## start Working data

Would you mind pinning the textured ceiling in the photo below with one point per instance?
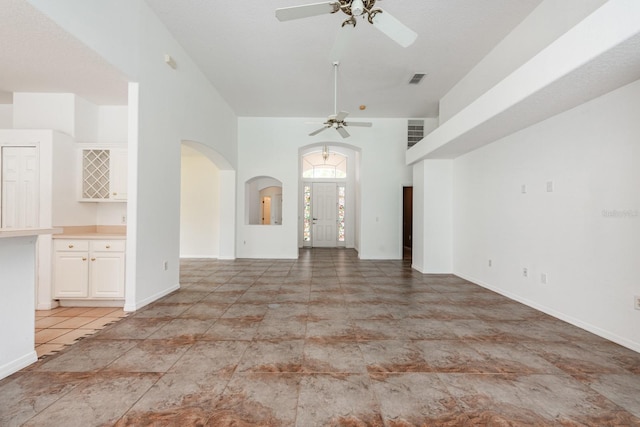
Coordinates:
(37, 56)
(264, 67)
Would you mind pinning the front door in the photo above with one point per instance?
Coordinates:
(324, 211)
(19, 187)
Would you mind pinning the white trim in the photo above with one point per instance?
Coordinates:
(635, 346)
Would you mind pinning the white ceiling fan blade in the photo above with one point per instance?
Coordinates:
(360, 124)
(342, 42)
(305, 11)
(343, 132)
(341, 116)
(394, 29)
(315, 132)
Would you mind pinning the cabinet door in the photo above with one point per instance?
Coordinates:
(71, 273)
(118, 174)
(95, 174)
(107, 274)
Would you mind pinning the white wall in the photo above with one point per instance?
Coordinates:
(112, 124)
(199, 208)
(545, 24)
(584, 235)
(17, 263)
(432, 250)
(6, 116)
(270, 147)
(44, 111)
(171, 105)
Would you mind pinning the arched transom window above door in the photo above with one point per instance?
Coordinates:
(324, 163)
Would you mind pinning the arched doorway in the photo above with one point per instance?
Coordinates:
(207, 203)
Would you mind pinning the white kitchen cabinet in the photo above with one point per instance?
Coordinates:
(89, 269)
(104, 174)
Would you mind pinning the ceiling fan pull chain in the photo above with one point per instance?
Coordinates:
(335, 87)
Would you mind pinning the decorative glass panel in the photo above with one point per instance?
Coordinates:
(306, 232)
(341, 201)
(95, 174)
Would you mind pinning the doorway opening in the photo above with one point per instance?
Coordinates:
(407, 222)
(329, 183)
(207, 203)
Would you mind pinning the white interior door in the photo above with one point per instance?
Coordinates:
(19, 187)
(276, 209)
(266, 210)
(324, 213)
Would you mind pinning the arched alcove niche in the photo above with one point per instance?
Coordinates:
(263, 201)
(207, 203)
(332, 168)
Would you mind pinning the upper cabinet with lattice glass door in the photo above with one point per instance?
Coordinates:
(104, 174)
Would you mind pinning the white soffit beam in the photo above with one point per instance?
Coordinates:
(599, 54)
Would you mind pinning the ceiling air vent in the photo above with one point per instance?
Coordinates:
(417, 78)
(415, 132)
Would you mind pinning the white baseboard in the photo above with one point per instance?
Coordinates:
(559, 315)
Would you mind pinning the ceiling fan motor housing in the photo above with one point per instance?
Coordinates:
(357, 7)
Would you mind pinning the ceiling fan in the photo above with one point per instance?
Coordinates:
(379, 18)
(336, 119)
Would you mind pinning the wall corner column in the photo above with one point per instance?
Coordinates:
(432, 250)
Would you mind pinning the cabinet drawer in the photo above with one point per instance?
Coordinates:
(108, 245)
(71, 245)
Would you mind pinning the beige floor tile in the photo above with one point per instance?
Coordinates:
(100, 323)
(47, 335)
(51, 312)
(47, 322)
(101, 311)
(47, 349)
(75, 322)
(119, 313)
(73, 311)
(72, 336)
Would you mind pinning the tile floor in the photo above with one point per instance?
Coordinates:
(63, 326)
(329, 340)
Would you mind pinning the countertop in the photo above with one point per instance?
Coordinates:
(91, 236)
(26, 232)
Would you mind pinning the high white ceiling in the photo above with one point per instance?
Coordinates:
(267, 68)
(264, 67)
(38, 56)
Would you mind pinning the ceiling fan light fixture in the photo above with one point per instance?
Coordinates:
(417, 78)
(357, 7)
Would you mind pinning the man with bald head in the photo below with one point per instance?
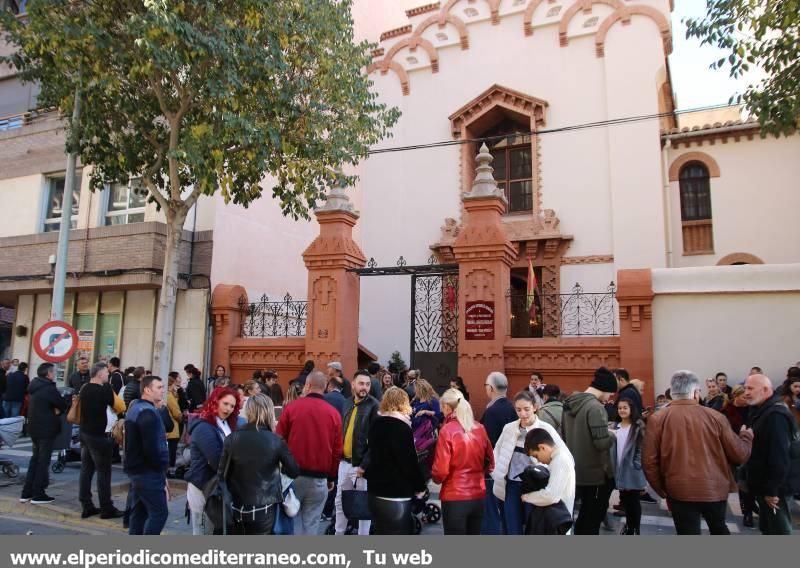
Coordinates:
(767, 470)
(312, 429)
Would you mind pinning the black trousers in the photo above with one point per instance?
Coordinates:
(261, 522)
(391, 517)
(687, 514)
(632, 506)
(747, 501)
(96, 455)
(38, 477)
(172, 446)
(462, 517)
(594, 505)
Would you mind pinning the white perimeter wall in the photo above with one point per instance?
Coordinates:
(726, 318)
(754, 202)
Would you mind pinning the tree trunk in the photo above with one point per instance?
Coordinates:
(165, 316)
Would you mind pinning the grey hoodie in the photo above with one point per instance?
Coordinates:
(585, 428)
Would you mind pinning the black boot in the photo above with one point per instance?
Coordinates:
(89, 511)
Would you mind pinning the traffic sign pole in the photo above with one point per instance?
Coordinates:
(60, 274)
(56, 341)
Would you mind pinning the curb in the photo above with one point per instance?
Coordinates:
(54, 513)
(72, 517)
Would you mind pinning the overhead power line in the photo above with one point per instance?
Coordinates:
(583, 126)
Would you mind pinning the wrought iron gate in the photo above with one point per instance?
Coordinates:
(434, 326)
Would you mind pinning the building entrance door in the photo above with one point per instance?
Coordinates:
(434, 317)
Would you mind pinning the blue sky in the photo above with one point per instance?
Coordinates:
(696, 85)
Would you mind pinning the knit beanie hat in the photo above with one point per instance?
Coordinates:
(604, 380)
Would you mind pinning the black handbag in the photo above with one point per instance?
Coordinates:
(355, 503)
(218, 500)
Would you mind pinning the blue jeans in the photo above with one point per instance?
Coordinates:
(11, 409)
(493, 522)
(149, 510)
(515, 511)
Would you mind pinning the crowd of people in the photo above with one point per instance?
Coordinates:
(363, 451)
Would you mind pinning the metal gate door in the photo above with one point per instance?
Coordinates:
(434, 326)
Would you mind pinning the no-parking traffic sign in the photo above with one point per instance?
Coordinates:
(55, 341)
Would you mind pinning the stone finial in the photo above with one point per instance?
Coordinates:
(484, 184)
(337, 200)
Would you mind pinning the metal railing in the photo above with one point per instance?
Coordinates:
(265, 318)
(13, 121)
(578, 313)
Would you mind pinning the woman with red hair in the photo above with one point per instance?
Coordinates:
(216, 420)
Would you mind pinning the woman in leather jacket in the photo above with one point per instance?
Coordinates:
(252, 461)
(463, 455)
(393, 472)
(216, 420)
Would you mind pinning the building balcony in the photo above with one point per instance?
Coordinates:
(114, 257)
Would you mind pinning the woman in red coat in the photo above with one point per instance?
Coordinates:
(463, 455)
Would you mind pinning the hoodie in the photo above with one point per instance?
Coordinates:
(43, 422)
(585, 428)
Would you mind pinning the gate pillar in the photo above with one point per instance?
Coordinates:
(485, 255)
(333, 293)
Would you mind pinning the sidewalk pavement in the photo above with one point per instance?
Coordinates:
(67, 509)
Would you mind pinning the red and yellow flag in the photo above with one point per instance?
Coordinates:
(532, 286)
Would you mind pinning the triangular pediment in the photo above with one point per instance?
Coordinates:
(496, 97)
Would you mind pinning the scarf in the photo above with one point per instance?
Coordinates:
(398, 415)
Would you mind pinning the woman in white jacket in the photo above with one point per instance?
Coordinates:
(511, 459)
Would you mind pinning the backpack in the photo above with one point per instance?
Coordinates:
(118, 433)
(793, 476)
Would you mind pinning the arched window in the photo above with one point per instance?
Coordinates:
(695, 192)
(510, 145)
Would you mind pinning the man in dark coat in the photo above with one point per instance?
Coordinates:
(44, 425)
(4, 366)
(195, 390)
(769, 464)
(375, 389)
(498, 413)
(133, 390)
(81, 376)
(16, 387)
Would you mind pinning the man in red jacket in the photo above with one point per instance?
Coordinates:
(312, 429)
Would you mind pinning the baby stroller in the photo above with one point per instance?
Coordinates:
(67, 443)
(425, 436)
(10, 431)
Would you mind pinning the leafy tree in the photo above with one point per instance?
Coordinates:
(396, 363)
(200, 96)
(763, 35)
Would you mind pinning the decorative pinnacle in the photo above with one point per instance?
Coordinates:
(337, 200)
(484, 184)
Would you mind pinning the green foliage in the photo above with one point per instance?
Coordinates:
(208, 94)
(758, 34)
(396, 363)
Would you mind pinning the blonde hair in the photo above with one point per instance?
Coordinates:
(454, 399)
(292, 393)
(424, 391)
(395, 399)
(260, 411)
(249, 386)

## end Working data

• _Exercise description_:
Return every line of the material above without changing anything, omitting only the pictures.

• _Result for this exercise_:
Would you mind pinning the textured ceiling in the photo below with one point per instance?
Coordinates:
(37, 56)
(264, 67)
Would you mind pinning the front door in the photo above with one point per instance?
Coordinates:
(324, 211)
(19, 187)
Would you mind pinning the white trim in the photo above with one point per instance?
Coordinates:
(635, 346)
Would you mind pinning the white ceiling fan blade in the photo above with one point per instance?
Coordinates:
(360, 124)
(342, 42)
(305, 11)
(343, 132)
(341, 116)
(394, 29)
(315, 132)
Would you mind pinning the cabinet door in the photo above with one point per instance?
Coordinates:
(71, 273)
(118, 174)
(95, 174)
(107, 274)
Would you mind pinning the white wall in the photo above with one point per instance?
Coordinates:
(112, 124)
(199, 208)
(545, 24)
(584, 235)
(17, 263)
(432, 250)
(6, 116)
(270, 147)
(44, 111)
(171, 105)
Would you mind pinning the arched transom window above door in the photo above with one point per instance?
Coordinates:
(324, 163)
Would you mind pinning the arched doorway in the photo above with one point per instance?
Coordinates:
(207, 203)
Would you mind pinning the white kitchen cabinet in the photo above with one point per instance?
Coordinates:
(89, 269)
(104, 174)
Would you mind pinning the ceiling fan pull chain in the photo above with one point per instance?
Coordinates:
(335, 87)
Would you mind pinning the decorative glass panel in the photo above with one point per instance?
Coordinates:
(306, 232)
(341, 201)
(95, 174)
Would you mind pinning the doorway opening in the photo above with one point per instance?
Coordinates:
(407, 222)
(329, 183)
(207, 203)
Would you mind pinning the white interior door in the photo above with one point per instance?
Coordinates:
(19, 187)
(276, 209)
(266, 210)
(324, 213)
Would you mind pinning the arched alcove niche in the photo above with one point per instance?
Coordinates:
(263, 201)
(207, 203)
(332, 168)
Would you mind pinning the upper cabinet with lattice glass door in the photo above with one point per instance?
Coordinates:
(104, 174)
Would you mind pinning the white soffit beam in the photo above with one point per instance?
Coordinates:
(599, 54)
Would you mind pinning the ceiling air vent in the photo above with one point per instance?
Coordinates:
(417, 78)
(415, 132)
Would you mind pinning the white baseboard in the photo above with one point per instance?
Coordinates:
(559, 315)
Would you mind pinning the ceiling fan motor housing in the photo above with one point per instance?
Coordinates:
(357, 7)
Would you mind pinning the ceiling fan in the photo above with one point per instance?
Coordinates:
(379, 18)
(336, 119)
Would you mind pinning the wall corner column in the photo above with one point per instance?
Coordinates:
(432, 250)
Would you mind pinning the cabinet drawer in the photo above with one point per instance?
Coordinates:
(108, 245)
(71, 245)
Would you mind pinning the beige floor tile in the photo above with one point per instance?
Coordinates:
(100, 323)
(47, 335)
(51, 312)
(47, 322)
(101, 311)
(47, 349)
(75, 322)
(119, 313)
(73, 311)
(72, 336)
Would you mind pinning the tile floor in the photo above with one point per instance?
Coordinates:
(63, 326)
(329, 340)
Would you mind pinning the countertop in the photo above with one point per instance?
Coordinates:
(91, 236)
(26, 232)
Would you mind pinning the high white ceiling in the photo above with one point per instance?
Coordinates:
(267, 68)
(264, 67)
(38, 56)
Would you mind pinning the ceiling fan light fixture in the photo above with one point per instance?
Coordinates:
(417, 78)
(357, 7)
Would you mind pinning the man with bald head in the photo below with one point per instance?
Coordinates:
(767, 470)
(312, 429)
Would you mind pinning the black trousers in the photo above with one point per instance?
Coordinates:
(261, 522)
(391, 517)
(687, 514)
(632, 506)
(747, 501)
(96, 455)
(38, 477)
(172, 446)
(462, 517)
(594, 505)
Would you mind pinning the white perimeter wall in the photo above with one point per instance?
Coordinates:
(726, 318)
(754, 202)
Would you mind pinning the tree trunk in the photo above with one point per instance?
Coordinates:
(165, 316)
Would you mind pinning the grey hoodie in the photo above with one point per instance?
Coordinates:
(585, 428)
Would you mind pinning the black boot in the photo above with one point per instance?
Coordinates:
(89, 511)
Would you mind pinning the traffic sign pole in the photo above with one point per instance?
Coordinates:
(60, 274)
(56, 341)
Would you mind pinning the curb in the photo above with one point per instance?
Coordinates:
(54, 513)
(72, 517)
Would you mind pinning the overhead power line in the photo above with one point per instance?
Coordinates:
(583, 126)
Would you mind pinning the wrought iron gate in the photo above with one point per instance?
Coordinates:
(434, 326)
Would you mind pinning the building entrance door in the photo above with one point per instance?
Coordinates:
(434, 317)
Would you mind pinning the blue sky in the photo above with one point per instance?
Coordinates:
(696, 85)
Would you mind pinning the knit beanie hat in the photo above with one point per instance?
Coordinates:
(604, 380)
Would you mind pinning the black handbag in the photo above with one point per instance?
Coordinates:
(355, 503)
(218, 500)
Would you mind pinning the blue jeans in the photo above with one point per instance?
Coordinates:
(11, 409)
(493, 522)
(149, 510)
(515, 511)
Would you mind pinning the crowd of people in the photo above with one point per instance?
Coordinates:
(363, 451)
Would you mind pinning the metal gate door in the photo above with one point per instance?
Coordinates:
(434, 326)
Would you mind pinning the no-parking traffic sign in the photo above with one point per instance?
Coordinates:
(55, 341)
Would you mind pinning the stone finial in the photo above with one point per instance?
Coordinates:
(484, 184)
(337, 200)
Would you mind pinning the metal railing in the photo above with one point per instance?
Coordinates:
(265, 318)
(13, 121)
(578, 313)
Would you mind pinning the woman with red hair in the photo above with one point per instance?
Coordinates:
(216, 420)
Would you mind pinning the woman in leather jacket in the photo above with one point per instance?
Coordinates:
(252, 461)
(463, 455)
(393, 472)
(216, 420)
Would you mind pinning the building balcony in the photo above with one point per instance?
Coordinates:
(114, 257)
Would you mind pinning the woman in red coat in the photo above with one point per instance?
Coordinates:
(463, 455)
Would you mind pinning the hoodie in the photo above with one point per instance?
Coordinates:
(43, 422)
(585, 428)
Would you mind pinning the gate pillar in the photo above with one point per instance?
Coordinates:
(485, 255)
(333, 293)
Would you mind pinning the sidewalk pavement in the photo above with one point per instance?
Coordinates:
(67, 509)
Would you mind pinning the red and yellow flag in the photo above with one point per instance?
Coordinates:
(532, 286)
Would you mind pinning the triangular pediment in the photo above with one point per instance?
Coordinates:
(496, 97)
Would you mind pinning the scarf in the photo above with one point per instance?
Coordinates:
(398, 415)
Would you mind pinning the woman in white jacket in the photo above with one point per instance?
Coordinates:
(511, 459)
Would you mind pinning the backpack in the photo above with one point per instance?
Coordinates:
(118, 433)
(793, 476)
Would you mind pinning the arched window in the photo above with one point per instance?
Coordinates:
(695, 192)
(510, 145)
Would you mind pinning the man in dark coat in the photo above with one point per instance?
Coordinates:
(44, 425)
(4, 366)
(195, 390)
(769, 464)
(375, 389)
(498, 413)
(133, 390)
(81, 376)
(16, 387)
Would you mind pinning the man in red jacket in the photo above with one point per instance?
Coordinates:
(312, 429)
Would you mind pinning the baby stroller in the photo above with one point per instance?
Coordinates:
(67, 443)
(425, 436)
(10, 431)
Would you mind pinning the leafy tree in the photo above with one point per instance?
Coordinates:
(396, 363)
(200, 96)
(763, 35)
Would you mind pinning the decorative pinnacle in the photo above with one point per instance?
Coordinates:
(337, 200)
(484, 184)
Would you mind pinning the green foliage in the photo above with one point per instance?
Coordinates:
(208, 94)
(758, 34)
(396, 363)
Would you mind pinning the blonde hair in the photo above with one point per instance?
Coordinates:
(454, 399)
(292, 393)
(424, 391)
(395, 399)
(260, 411)
(249, 386)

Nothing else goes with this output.